## Task:
Copy out only the span from the line with "of the woman's" to the end of the data, both ends kept, word for word.

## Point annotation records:
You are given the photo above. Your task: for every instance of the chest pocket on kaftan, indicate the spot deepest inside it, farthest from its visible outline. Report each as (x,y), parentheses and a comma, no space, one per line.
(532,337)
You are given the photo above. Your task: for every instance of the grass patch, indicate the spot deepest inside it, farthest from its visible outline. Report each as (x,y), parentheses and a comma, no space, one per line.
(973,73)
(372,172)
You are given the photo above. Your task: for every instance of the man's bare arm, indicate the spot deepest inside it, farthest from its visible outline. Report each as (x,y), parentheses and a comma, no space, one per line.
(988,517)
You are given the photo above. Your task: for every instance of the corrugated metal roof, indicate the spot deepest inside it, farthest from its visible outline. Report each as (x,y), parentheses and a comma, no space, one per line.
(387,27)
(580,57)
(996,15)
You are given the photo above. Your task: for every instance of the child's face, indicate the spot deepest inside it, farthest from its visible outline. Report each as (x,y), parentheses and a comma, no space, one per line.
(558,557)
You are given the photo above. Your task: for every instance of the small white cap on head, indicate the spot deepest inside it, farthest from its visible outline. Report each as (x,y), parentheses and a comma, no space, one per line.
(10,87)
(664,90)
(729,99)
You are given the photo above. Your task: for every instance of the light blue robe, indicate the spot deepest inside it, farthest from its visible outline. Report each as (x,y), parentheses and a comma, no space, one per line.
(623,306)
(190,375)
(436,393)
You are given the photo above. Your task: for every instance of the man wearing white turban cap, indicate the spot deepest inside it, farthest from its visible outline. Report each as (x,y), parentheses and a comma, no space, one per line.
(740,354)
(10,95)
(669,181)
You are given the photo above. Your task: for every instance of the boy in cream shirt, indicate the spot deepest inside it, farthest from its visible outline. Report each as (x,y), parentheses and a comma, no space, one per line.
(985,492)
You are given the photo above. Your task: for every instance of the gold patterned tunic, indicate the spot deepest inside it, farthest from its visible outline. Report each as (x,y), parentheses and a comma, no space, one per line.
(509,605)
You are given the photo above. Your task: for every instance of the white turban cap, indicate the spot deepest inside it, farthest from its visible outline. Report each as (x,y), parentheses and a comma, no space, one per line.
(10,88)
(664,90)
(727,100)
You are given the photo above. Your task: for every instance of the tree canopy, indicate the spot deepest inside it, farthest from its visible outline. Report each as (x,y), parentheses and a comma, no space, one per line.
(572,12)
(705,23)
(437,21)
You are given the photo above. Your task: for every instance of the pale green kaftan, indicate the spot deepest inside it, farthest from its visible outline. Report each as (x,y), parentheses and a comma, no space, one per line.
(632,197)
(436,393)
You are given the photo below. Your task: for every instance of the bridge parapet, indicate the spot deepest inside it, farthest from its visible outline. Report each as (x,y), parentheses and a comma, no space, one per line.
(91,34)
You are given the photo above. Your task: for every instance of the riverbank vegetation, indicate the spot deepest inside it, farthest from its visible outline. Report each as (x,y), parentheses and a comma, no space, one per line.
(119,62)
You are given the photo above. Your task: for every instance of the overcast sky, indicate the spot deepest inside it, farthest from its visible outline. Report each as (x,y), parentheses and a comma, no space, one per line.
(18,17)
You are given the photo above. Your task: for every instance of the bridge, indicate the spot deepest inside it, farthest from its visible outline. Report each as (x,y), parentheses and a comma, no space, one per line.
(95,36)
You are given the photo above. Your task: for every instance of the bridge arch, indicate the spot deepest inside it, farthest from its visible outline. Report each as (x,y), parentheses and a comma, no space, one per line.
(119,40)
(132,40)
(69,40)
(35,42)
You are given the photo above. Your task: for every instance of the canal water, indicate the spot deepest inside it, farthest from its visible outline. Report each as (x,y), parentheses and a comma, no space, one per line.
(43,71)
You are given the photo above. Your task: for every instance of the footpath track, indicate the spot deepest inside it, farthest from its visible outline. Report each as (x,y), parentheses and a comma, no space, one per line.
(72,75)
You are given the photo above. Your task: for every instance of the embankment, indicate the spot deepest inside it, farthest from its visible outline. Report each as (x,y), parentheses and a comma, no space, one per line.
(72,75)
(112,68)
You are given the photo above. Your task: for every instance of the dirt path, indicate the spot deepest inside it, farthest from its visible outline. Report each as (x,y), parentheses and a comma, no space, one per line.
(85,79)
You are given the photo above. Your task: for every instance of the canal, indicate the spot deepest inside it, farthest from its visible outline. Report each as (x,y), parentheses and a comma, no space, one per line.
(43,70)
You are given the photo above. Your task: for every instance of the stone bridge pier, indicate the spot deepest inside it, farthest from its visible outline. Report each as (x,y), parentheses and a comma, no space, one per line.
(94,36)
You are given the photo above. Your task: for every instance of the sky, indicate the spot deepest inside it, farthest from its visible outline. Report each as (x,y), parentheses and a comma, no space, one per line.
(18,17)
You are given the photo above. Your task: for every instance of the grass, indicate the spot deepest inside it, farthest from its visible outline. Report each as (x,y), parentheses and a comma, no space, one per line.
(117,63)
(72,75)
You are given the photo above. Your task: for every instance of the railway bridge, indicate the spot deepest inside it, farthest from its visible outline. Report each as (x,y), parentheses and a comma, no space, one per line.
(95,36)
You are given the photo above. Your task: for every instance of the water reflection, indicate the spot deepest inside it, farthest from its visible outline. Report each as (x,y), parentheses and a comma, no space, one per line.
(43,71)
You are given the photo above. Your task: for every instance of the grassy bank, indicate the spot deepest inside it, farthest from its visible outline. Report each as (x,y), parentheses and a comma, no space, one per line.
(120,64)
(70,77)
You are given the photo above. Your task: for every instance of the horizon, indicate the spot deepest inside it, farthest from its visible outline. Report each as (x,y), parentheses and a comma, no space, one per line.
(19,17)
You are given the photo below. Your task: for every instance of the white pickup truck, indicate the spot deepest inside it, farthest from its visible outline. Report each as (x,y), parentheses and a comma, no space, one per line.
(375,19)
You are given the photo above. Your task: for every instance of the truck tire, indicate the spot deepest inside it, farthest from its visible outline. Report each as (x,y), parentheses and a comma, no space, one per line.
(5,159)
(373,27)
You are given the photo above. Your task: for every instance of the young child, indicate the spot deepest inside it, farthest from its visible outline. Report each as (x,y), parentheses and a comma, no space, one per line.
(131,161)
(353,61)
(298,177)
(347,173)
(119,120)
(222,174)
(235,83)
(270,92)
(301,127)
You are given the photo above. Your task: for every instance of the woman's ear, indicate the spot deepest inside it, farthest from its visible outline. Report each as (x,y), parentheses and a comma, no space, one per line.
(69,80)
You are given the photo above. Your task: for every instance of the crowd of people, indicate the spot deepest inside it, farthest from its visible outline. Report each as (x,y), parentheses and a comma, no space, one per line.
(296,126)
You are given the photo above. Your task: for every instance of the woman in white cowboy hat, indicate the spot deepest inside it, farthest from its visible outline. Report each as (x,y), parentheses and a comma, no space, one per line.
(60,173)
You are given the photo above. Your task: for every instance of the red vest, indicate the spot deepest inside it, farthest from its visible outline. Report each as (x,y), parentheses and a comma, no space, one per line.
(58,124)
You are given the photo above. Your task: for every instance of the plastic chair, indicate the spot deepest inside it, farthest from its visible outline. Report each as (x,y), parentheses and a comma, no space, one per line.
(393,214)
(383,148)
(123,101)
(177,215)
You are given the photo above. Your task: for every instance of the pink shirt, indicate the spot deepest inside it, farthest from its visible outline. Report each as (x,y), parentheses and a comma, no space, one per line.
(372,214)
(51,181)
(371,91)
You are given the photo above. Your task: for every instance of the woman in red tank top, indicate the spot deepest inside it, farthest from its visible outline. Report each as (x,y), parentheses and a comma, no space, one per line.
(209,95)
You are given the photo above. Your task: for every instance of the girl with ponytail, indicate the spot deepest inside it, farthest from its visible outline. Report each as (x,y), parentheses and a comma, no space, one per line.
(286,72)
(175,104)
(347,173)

## Written response:
You are given the photo above. Your task: for every instance of the woman's ear, indicate the spot deepest inside it, farthest from its visible outline. Report each as (x,y), parentheses and a comma, no space, one per line.
(69,80)
You are given the photo above. Your task: for every instance of the crowd of people, indicate the spot deepest inside it, farthest from its visible outline. Report each as (x,y), parentheses and a comma, no space, one per line.
(296,126)
You are given the photo above. Your task: for every instance of the woman in white cowboy hat, indicate the spot deepest inside it, farthest from its visible outline. Report each as (x,y), parentheses and a comma, no space, one per line.
(60,173)
You are given the photo above. Your task: for every instance of the red vest, indicate the spot deepest inside it, farthest from its visible outline. Report each as (x,y), parentheses and a comma, no space, one per line.
(58,124)
You are given the photo above. Your task: for every instance of the plastic chair, indicate the spot deepest inside it, farthest from its visible outline. Report each as (x,y), parentheses and a comma, no space, one per line.
(393,214)
(383,148)
(123,101)
(177,215)
You are given the photo above. Your task: for every instance of the pink shirt, indicate the spot deepest inside it, farthest from its visible outline. Report each as (x,y), parentheses and a comma, no space, one per line.
(372,214)
(51,181)
(371,91)
You are given the photo above. Your task: for every instance of the woman in red tank top, indicate the spot deepest inside it, farthest from its visible outline. Report each as (x,y), parentheses and a comma, no space, one per line.
(209,95)
You are given the photo above. Your task: for every instance of the girl with ponytail, indicate the spot deepest inside it, farthest from its visible outline. Report each as (x,y), parentheses and a comma, no space, one per line.
(286,72)
(175,104)
(347,173)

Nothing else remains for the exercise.